» **Task directions**
Extract exactly and only the lines of the data below, starting at the line with "Find the recessed" and stopping after the final line.

» **Provided records**
▬▬▬▬▬▬
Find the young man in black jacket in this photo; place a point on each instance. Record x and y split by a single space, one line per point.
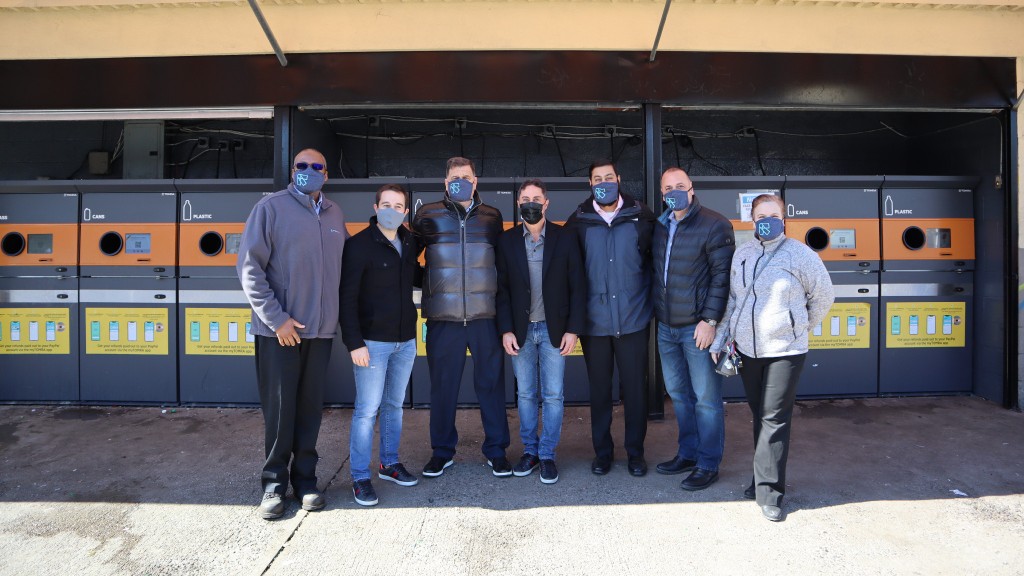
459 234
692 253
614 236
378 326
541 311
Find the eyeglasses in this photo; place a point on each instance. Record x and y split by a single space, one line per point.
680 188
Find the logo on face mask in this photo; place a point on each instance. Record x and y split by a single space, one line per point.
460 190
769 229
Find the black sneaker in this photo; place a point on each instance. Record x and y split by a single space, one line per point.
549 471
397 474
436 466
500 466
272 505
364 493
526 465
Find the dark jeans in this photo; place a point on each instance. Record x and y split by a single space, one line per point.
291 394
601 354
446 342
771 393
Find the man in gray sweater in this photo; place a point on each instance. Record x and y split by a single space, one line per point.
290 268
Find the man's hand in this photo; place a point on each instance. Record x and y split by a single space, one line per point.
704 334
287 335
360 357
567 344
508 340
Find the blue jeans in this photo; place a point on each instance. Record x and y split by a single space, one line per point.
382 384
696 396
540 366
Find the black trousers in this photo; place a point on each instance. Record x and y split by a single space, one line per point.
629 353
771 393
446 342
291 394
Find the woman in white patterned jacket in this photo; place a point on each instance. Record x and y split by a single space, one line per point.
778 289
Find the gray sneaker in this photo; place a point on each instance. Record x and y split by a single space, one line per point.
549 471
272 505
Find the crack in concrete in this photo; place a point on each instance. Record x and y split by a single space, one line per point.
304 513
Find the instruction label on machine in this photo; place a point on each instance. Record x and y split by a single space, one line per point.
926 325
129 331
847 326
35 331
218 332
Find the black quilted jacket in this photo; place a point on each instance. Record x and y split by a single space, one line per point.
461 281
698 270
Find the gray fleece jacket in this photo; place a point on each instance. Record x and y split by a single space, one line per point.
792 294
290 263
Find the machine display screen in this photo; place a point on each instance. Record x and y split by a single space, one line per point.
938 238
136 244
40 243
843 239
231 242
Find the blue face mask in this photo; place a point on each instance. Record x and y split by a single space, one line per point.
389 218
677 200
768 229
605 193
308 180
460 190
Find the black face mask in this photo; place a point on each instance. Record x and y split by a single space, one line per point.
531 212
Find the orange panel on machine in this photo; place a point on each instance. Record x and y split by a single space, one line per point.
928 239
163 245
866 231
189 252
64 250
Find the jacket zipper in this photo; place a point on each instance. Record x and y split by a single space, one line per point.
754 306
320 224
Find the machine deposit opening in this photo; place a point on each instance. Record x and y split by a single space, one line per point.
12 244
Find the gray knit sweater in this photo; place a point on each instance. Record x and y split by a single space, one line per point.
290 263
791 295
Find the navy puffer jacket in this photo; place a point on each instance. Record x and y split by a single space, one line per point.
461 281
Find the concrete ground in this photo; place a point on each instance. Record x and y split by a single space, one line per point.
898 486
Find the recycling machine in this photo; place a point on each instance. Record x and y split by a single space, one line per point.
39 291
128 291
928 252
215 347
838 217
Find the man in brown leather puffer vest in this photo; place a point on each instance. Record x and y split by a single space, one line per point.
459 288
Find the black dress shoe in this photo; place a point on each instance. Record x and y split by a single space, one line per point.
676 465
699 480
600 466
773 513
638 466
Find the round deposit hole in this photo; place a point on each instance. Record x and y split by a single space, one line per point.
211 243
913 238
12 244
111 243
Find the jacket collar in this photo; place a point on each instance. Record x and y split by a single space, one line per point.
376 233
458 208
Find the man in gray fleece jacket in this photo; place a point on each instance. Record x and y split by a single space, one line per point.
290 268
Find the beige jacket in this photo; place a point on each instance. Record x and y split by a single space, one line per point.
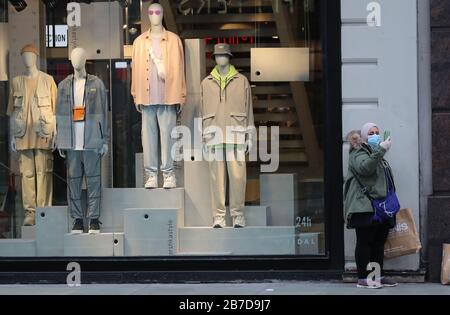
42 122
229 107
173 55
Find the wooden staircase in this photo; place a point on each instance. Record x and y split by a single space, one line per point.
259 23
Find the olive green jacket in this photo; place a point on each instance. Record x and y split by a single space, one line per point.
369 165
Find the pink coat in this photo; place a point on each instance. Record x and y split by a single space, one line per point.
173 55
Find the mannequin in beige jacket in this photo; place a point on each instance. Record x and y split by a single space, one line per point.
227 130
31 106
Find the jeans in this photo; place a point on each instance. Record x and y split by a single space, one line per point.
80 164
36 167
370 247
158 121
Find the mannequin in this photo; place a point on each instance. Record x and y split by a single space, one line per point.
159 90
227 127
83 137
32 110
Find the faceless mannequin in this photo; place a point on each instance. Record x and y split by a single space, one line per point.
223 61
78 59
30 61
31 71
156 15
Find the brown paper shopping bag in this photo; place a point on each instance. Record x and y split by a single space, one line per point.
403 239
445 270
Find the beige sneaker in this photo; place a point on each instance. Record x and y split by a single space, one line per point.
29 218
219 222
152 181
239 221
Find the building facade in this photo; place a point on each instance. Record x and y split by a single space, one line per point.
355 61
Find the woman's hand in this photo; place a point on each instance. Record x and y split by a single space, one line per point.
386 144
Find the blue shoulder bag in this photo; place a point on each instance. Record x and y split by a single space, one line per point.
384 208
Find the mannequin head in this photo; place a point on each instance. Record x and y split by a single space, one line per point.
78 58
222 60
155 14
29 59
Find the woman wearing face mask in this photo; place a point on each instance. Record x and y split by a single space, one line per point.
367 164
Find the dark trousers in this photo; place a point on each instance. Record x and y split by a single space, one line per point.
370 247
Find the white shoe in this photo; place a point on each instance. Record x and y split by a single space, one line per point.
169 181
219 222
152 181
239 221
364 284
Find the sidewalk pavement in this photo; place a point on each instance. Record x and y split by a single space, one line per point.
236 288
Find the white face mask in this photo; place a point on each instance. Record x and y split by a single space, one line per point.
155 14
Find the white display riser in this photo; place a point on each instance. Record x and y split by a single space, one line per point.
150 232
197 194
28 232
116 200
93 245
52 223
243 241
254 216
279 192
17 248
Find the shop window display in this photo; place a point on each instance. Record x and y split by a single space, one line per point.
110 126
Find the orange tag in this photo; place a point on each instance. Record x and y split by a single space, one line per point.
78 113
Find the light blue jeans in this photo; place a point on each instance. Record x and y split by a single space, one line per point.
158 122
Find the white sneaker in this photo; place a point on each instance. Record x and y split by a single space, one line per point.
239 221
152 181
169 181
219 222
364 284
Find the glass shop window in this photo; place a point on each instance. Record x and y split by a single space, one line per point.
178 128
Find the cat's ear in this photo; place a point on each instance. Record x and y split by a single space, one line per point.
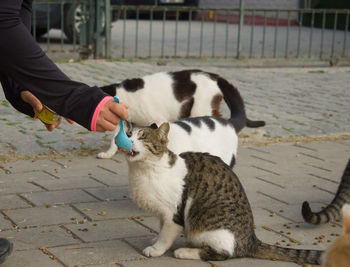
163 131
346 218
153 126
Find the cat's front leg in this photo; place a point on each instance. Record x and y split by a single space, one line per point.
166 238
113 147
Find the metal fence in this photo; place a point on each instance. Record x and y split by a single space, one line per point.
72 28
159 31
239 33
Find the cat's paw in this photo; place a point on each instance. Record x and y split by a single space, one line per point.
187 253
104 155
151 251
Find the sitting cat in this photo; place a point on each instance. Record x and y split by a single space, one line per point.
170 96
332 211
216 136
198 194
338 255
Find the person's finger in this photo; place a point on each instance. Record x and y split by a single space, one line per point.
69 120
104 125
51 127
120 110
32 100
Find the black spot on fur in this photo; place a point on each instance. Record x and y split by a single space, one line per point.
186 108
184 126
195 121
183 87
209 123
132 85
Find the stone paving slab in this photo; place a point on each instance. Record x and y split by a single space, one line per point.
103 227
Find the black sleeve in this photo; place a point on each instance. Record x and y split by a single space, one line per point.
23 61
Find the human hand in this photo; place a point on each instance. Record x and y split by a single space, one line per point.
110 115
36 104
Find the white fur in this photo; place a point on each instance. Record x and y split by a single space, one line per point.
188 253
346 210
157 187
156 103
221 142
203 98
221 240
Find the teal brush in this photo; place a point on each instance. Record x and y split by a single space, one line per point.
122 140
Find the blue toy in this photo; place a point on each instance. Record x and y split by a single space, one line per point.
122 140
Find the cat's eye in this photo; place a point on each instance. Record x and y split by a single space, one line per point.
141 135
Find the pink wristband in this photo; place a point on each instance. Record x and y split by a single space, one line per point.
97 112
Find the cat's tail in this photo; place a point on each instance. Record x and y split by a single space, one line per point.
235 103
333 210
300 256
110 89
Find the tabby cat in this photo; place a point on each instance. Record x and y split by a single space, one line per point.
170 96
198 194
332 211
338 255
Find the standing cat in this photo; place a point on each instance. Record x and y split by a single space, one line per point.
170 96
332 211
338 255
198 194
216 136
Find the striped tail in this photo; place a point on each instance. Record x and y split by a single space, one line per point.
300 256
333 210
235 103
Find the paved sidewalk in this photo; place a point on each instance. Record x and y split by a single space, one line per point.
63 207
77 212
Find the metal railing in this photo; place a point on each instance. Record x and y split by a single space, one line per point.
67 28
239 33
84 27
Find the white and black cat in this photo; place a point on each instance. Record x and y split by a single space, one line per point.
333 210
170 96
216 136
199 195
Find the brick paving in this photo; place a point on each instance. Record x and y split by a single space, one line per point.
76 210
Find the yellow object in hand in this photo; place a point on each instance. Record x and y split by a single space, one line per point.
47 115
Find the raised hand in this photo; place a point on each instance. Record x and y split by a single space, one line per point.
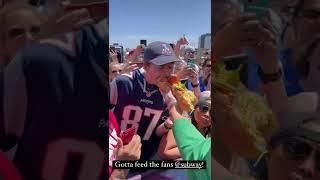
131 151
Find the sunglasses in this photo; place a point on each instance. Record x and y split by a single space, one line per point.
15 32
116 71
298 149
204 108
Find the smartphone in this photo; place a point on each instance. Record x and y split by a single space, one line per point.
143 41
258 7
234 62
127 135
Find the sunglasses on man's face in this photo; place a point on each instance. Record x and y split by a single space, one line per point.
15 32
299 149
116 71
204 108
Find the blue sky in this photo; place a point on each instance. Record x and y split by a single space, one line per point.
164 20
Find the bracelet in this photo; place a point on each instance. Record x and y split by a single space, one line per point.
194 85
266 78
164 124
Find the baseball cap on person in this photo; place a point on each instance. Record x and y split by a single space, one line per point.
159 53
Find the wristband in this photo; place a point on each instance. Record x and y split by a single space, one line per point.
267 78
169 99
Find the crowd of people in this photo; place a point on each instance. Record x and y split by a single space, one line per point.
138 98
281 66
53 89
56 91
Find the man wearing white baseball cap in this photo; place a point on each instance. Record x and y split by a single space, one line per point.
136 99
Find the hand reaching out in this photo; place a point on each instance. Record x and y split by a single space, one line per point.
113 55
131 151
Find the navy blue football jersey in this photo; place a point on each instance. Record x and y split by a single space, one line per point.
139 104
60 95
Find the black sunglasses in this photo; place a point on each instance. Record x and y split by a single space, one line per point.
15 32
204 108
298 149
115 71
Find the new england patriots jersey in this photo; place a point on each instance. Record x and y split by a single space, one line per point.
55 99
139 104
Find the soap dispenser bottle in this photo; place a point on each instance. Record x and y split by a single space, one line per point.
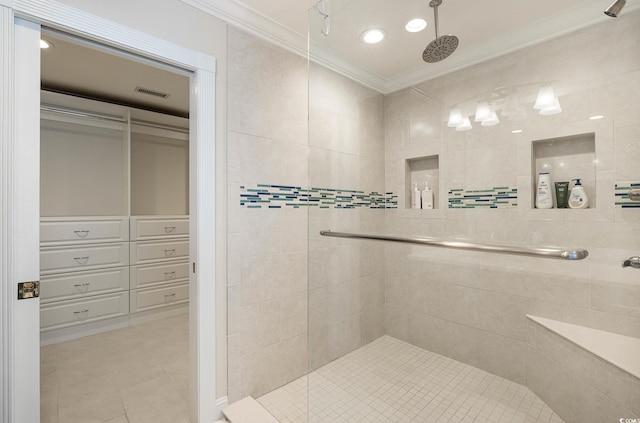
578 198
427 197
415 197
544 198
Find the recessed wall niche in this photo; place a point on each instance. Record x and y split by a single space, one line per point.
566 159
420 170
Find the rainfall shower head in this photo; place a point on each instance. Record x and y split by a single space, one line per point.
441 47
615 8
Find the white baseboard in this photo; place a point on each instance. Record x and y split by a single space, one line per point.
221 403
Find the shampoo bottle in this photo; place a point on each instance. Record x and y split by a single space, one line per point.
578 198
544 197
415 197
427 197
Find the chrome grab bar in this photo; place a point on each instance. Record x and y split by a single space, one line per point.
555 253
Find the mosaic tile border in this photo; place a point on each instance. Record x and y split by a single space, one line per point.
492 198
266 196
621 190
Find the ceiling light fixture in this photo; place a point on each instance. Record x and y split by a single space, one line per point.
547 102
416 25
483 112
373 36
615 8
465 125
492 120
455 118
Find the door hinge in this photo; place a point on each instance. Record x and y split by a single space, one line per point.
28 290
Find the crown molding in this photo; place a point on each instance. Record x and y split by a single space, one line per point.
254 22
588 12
▬▬▬▬▬▬
» **Written answer**
Find the recessed wall niche in this photo; place a point on each instance. Record x and y split by a single space, one line per point.
566 159
420 170
Find the rainfall shower head in this photo; place a point on each instance. Record x and y split by a single space, one line per point.
441 47
615 8
Find the white baseboard in this photo; place a point on each instance. Record x and y split by a single space, one line per point.
221 403
Find the shampoo bottle in this photo; place a point on each instance. Record x and y split by a single space, one line per point.
578 198
544 197
415 197
427 197
Find the chrome grab bar in this photo; place a point on each instance. Record x and y split by a single space, one line per point.
555 253
Find the mosaic tile border in this photo; place a point on each instance. Record x and y split by a single space, one line per point.
492 198
266 196
621 190
Find the ceiling light fixture in this photo; place a point on each instance. Record x and y split by a single space, one line per point.
547 102
416 25
483 112
373 36
615 8
465 125
492 120
455 118
Find the door hinge in this photo; place a point on each instance. Record x and y split by a single space, one line per point.
28 290
Find the crown molding in this photo; place a point on each instance. Record x and y split by a single space, one line per point.
254 22
588 12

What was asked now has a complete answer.